Given problem ->
From the line with "Tag the priest's hand" to the final line of the records, reproduce every line exactly and only those lines.
** START Data records **
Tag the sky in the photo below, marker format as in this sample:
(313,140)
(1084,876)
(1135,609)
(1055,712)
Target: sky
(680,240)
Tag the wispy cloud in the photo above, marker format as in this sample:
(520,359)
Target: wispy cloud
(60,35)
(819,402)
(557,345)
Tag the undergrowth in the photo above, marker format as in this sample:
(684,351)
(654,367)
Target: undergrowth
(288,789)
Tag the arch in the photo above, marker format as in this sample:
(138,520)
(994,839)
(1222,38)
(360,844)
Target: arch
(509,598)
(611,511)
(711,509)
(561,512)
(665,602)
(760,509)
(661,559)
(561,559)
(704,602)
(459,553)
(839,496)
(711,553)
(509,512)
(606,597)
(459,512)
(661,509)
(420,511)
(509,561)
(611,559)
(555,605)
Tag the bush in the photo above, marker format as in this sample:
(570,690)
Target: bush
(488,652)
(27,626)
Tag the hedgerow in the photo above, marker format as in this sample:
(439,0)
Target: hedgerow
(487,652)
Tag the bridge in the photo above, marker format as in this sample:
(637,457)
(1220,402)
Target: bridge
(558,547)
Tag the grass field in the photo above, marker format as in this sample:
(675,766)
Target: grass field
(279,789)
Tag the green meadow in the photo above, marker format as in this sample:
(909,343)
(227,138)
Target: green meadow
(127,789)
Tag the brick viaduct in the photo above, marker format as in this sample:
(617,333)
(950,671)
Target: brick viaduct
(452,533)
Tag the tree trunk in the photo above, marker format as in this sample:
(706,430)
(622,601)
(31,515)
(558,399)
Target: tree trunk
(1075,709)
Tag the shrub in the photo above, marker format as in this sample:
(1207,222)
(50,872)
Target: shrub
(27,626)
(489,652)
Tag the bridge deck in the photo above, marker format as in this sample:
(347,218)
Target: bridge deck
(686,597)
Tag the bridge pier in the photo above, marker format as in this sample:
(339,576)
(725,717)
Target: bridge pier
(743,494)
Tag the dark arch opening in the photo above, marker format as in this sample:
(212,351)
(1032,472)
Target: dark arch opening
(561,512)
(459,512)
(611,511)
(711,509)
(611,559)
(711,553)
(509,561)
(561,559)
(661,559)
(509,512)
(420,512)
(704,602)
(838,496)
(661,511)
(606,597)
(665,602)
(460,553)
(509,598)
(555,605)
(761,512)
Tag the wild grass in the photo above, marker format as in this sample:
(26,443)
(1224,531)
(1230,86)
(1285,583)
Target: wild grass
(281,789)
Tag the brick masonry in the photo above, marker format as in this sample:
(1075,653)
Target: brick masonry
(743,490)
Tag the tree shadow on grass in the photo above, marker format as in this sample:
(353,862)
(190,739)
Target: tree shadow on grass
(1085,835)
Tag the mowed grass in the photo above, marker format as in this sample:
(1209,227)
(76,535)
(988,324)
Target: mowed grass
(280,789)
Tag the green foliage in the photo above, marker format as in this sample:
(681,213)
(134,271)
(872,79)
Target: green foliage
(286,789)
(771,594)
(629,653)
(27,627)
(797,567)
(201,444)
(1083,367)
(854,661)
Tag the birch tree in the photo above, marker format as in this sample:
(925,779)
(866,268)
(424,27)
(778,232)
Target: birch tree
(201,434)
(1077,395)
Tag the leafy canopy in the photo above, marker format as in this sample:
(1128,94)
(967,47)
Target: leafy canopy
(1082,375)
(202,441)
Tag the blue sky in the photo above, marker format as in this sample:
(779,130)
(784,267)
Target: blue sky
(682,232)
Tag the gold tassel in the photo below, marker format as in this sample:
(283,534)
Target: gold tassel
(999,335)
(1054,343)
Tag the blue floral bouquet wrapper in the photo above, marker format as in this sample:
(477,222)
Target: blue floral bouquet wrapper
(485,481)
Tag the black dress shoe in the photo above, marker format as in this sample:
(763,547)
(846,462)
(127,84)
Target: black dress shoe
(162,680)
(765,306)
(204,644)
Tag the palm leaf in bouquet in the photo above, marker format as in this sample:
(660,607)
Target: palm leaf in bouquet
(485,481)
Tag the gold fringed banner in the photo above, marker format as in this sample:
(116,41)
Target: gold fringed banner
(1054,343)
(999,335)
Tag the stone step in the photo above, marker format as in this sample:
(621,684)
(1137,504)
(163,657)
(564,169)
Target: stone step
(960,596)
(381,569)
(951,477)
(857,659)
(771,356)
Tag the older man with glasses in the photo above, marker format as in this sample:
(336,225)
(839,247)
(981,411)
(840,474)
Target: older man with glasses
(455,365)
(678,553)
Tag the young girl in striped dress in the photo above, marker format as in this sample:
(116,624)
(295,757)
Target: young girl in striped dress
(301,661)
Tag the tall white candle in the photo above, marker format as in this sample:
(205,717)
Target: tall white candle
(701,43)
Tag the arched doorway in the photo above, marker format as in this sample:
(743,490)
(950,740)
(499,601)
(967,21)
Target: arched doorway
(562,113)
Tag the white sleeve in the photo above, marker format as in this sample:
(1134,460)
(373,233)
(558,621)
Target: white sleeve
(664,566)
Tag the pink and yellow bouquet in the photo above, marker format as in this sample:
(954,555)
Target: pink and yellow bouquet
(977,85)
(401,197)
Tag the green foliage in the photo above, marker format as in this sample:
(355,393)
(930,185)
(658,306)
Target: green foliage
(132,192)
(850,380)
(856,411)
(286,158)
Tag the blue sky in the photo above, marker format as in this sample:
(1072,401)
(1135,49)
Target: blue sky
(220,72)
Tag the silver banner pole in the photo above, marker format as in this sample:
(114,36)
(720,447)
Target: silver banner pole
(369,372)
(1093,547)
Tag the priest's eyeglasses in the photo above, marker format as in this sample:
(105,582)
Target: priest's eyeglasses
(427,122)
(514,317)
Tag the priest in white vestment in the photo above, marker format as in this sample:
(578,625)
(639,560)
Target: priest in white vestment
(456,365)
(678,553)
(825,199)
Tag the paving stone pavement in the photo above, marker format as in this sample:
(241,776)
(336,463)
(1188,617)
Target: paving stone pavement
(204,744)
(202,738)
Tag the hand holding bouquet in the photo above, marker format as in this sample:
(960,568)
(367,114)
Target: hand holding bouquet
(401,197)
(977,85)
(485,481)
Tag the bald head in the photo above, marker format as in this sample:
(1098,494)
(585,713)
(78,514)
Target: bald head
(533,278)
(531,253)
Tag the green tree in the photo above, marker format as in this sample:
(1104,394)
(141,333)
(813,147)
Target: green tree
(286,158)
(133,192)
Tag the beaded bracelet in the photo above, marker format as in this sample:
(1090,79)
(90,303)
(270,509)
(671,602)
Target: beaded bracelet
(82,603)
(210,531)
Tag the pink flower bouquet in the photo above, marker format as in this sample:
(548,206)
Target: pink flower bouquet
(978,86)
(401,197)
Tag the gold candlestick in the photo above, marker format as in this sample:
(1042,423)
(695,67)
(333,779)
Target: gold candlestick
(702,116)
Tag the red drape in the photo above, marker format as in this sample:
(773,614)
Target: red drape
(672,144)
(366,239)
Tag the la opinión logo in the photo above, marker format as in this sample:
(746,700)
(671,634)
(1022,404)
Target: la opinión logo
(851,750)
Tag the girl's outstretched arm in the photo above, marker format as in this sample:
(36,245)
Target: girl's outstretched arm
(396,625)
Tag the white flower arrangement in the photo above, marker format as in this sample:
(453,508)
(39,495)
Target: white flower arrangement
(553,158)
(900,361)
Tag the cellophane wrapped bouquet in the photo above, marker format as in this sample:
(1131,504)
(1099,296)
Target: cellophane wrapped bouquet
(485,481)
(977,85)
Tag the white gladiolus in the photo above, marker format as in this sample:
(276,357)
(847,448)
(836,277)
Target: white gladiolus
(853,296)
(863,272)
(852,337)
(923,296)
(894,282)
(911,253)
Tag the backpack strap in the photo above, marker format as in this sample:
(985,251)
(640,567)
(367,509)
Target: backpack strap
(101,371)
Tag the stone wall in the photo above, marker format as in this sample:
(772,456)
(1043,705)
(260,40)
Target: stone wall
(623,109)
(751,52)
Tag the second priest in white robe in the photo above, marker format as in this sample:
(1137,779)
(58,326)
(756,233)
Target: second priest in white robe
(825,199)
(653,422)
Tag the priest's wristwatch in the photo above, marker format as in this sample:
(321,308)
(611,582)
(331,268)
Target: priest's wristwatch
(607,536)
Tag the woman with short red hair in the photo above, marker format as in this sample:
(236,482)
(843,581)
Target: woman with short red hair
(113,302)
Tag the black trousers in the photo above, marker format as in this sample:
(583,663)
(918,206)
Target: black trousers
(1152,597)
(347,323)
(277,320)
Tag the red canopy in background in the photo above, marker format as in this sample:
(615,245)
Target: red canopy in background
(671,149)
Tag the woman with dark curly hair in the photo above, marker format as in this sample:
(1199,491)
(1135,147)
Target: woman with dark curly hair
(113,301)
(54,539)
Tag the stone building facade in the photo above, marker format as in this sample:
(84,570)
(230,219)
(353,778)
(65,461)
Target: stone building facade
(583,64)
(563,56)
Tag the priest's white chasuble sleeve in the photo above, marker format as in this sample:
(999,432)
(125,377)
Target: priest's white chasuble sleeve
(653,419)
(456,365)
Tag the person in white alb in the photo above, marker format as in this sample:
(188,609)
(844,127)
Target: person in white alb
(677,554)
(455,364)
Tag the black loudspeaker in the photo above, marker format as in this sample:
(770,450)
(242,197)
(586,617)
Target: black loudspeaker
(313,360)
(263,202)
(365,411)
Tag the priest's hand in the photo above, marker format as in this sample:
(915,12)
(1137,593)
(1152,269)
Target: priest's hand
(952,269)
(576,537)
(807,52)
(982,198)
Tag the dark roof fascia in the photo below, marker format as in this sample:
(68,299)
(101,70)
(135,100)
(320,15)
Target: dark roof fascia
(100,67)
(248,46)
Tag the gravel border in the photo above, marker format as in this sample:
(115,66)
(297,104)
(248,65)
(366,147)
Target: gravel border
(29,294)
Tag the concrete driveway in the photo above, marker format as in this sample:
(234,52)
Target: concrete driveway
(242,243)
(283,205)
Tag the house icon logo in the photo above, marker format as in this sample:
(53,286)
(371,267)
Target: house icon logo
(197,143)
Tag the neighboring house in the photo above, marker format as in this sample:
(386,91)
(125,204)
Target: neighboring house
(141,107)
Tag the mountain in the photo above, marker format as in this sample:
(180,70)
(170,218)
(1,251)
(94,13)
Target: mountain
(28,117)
** END Data records **
Written solution ->
Tag the priest's hand in the photo above, marker format as in this sample:
(915,12)
(1137,593)
(1152,269)
Target: priest's hand
(952,269)
(576,537)
(807,52)
(982,198)
Tag the dark roof fascia in the photo below, marker format as in this sample:
(68,299)
(101,70)
(135,100)
(320,15)
Target: dark roof fascia
(100,67)
(248,46)
Tag the gravel border in the photo above, marker format as in this sample:
(115,66)
(297,104)
(248,65)
(366,147)
Target: gravel border
(29,294)
Tag the concrete driveway in the photo above, marker format as in this sample:
(234,52)
Target: concrete driveway
(242,243)
(283,205)
Tag the house icon logo in the photo above, marker format as in this sample:
(53,286)
(371,267)
Target: house icon logo
(197,143)
Tag the neighboring house in the photo above, marker format as in this sample:
(386,91)
(125,204)
Target: neighboring house
(141,107)
Tag the mountain in the photo above, marker format as in this sample:
(180,70)
(170,218)
(1,251)
(94,13)
Target: mountain
(28,117)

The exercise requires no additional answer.